■ **SET TASK**: Render the lines as a Markdown table with columns No. and Text, starting at the first line and ending after the line that contains "point(481, 337)". Skip blank lines and leave the pictures out.

■ **STORED DATA**:
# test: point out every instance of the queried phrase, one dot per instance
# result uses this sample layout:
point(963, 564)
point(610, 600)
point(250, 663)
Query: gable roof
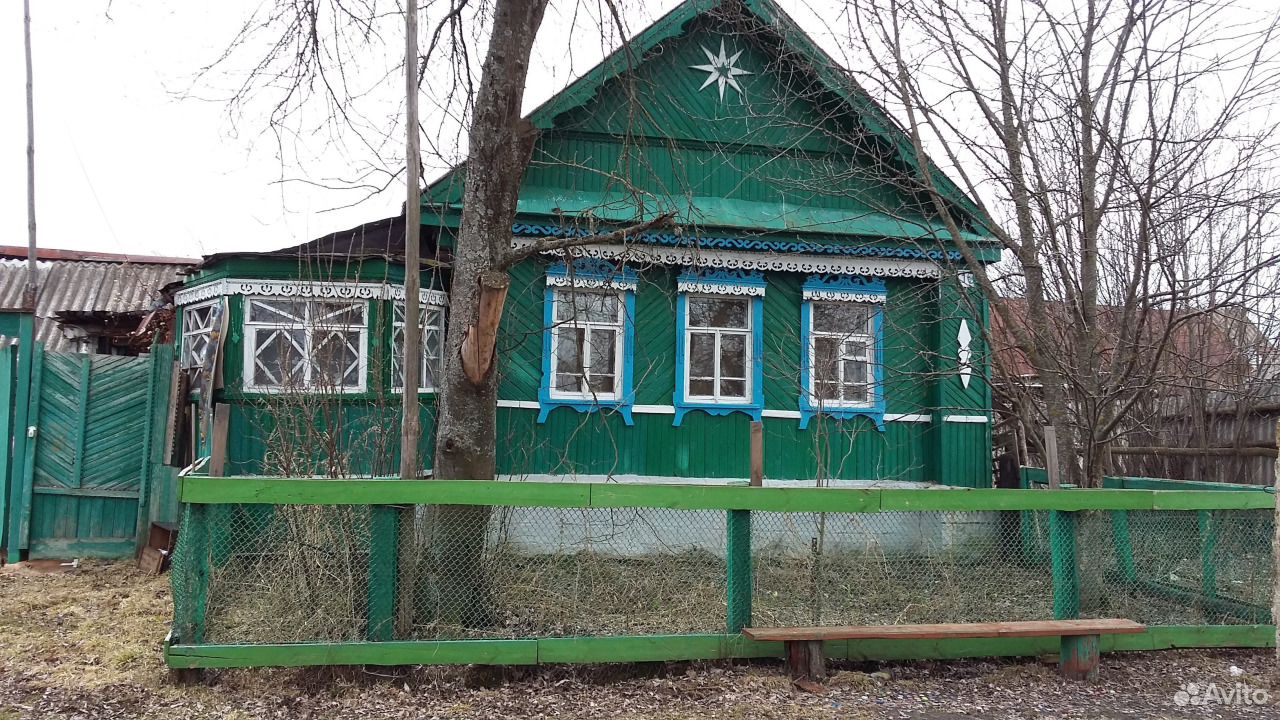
point(764, 16)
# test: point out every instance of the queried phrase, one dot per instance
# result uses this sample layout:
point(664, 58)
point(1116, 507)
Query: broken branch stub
point(481, 337)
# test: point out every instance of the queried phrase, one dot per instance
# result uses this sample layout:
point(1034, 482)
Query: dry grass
point(91, 627)
point(86, 643)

■ **FULL RESPONSE**:
| No. | Text |
|---|---|
| 1 | # test: point out every instance of the queried phrase, one dot per instance |
| 2 | # result uses this sample layout: |
| 3 | point(963, 564) |
| 4 | point(610, 600) |
| 5 | point(250, 663) |
| 6 | Query: gable roof |
| 7 | point(764, 16) |
| 8 | # test: point out every instance of the queried phrase, one dot per instance |
| 9 | # result uses this sample layout: |
| 10 | point(664, 58) |
| 11 | point(1116, 507) |
| 12 | Query: broken branch stub |
| 13 | point(481, 337) |